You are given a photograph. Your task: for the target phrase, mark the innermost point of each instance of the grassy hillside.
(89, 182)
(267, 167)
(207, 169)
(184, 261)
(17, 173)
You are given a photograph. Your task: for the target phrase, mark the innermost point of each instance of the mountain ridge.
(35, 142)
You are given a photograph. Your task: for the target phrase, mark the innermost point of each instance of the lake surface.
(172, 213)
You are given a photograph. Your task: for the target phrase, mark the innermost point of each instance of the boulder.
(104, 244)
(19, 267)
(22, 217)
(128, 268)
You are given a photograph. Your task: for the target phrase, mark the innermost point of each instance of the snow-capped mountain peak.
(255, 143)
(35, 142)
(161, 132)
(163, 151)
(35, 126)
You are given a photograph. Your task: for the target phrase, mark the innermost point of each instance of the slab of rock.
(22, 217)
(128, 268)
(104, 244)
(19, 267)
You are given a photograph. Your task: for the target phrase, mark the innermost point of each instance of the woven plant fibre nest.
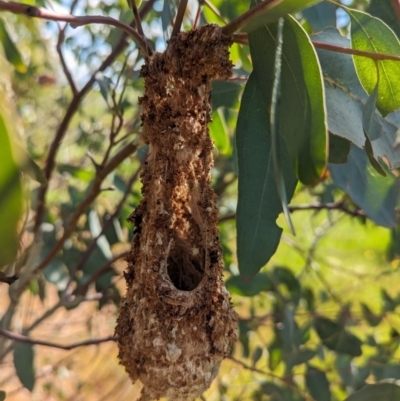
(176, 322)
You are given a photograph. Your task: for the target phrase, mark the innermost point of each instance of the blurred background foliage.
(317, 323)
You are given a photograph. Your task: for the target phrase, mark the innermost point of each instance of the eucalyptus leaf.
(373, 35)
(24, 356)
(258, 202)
---
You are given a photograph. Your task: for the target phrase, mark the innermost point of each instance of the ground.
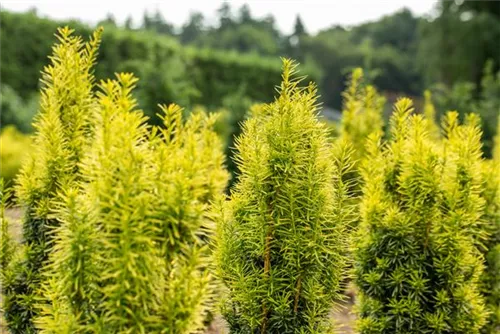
* * *
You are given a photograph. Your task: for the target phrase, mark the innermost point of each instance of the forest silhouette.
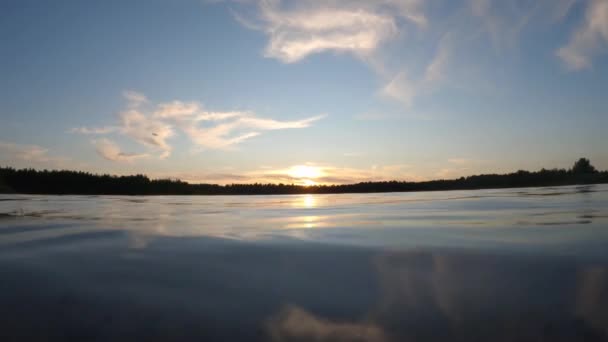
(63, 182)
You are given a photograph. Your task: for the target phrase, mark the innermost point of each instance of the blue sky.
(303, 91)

- GOAL OF THE EXERCISE -
State only how many lines in the entries above contain the word "mountain", where a match must have the same capitalization.

- EXERCISE SOLUTION -
2